‘Falta apoio social ao usuário, e os serviços não são conectados’

‘Falta apoio social ao usuário, e os serviços não são conectados’

Especializado em avaliação da rede de apoio a usuários de drogas, o canadense foi um dos convidados de ontem do II Ciclo de Estudos em Crack e Outras Drogas, promovido pela Escola de Enfermagem da Universidade Federal de Minas Gerais (UFMG), na capital.

Como o senhor vê a disseminação do crack no mundo e a atenção dada ao problema?

◆ **Tarefa**
Transcreva na íntegra, sem qualquer alteração, o trecho fornecido acima.

◆ **Entradas selecionadas**

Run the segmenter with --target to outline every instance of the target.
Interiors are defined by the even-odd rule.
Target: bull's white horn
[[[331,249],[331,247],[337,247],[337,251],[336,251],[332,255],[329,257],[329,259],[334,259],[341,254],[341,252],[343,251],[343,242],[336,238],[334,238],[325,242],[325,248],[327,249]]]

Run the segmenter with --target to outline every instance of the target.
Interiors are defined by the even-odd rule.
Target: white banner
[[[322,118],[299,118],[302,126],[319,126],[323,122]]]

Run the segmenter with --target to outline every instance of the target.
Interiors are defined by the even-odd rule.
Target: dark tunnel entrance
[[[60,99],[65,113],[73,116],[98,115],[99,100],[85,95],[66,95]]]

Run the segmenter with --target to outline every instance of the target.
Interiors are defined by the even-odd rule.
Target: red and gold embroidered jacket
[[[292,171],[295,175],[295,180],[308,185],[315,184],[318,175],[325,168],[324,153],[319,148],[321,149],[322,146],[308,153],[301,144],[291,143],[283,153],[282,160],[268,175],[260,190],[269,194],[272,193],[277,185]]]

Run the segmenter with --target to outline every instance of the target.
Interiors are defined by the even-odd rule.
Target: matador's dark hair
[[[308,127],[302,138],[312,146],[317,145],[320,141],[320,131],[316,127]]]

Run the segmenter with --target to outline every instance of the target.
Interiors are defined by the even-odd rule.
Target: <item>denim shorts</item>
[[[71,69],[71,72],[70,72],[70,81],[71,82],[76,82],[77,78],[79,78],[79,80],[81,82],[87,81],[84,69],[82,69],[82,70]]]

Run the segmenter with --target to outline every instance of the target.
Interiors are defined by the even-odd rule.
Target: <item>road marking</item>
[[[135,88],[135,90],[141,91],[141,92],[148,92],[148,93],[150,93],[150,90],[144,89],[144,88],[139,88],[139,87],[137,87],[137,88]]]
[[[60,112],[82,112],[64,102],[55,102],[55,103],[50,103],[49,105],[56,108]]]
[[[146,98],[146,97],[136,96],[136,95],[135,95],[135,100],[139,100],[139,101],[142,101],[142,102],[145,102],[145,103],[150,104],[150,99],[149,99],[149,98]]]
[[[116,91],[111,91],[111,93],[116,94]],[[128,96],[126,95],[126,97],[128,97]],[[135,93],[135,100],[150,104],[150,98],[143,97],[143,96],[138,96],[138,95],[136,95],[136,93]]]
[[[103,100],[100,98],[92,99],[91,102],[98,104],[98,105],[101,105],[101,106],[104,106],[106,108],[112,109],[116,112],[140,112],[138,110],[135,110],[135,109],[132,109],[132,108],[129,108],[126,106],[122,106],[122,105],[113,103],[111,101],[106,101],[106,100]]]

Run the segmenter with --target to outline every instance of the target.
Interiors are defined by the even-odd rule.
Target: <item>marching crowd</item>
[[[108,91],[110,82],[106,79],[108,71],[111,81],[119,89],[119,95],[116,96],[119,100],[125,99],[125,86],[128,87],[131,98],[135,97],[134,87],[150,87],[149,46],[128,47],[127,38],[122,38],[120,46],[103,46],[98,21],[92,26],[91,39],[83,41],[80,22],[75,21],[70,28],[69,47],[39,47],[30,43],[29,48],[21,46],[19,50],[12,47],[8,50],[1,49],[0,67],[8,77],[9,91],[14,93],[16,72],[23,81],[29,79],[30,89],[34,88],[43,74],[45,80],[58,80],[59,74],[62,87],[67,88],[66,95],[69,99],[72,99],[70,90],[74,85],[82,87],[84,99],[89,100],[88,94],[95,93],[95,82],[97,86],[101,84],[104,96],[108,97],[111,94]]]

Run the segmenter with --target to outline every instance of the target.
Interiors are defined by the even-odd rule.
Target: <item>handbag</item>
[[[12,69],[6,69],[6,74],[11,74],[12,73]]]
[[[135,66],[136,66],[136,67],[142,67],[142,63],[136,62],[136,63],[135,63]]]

◆ **Resposta**
‘Falta apoio social ao usuário, e os serviços não são conectados’

‘Falta apoio social ao usuário, e os serviços não são conectados’

Especializado em avaliação da rede de apoio a usuários de drogas, o canadense foi um dos convidados de ontem do II Ciclo de Estudos em Crack e Outras Drogas, promovido pela Escola de Enfermagem da Universidade Federal de Minas Gerais (UFMG), na capital.

Como o senhor vê a disseminação do crack no mundo e a atenção dada ao problema?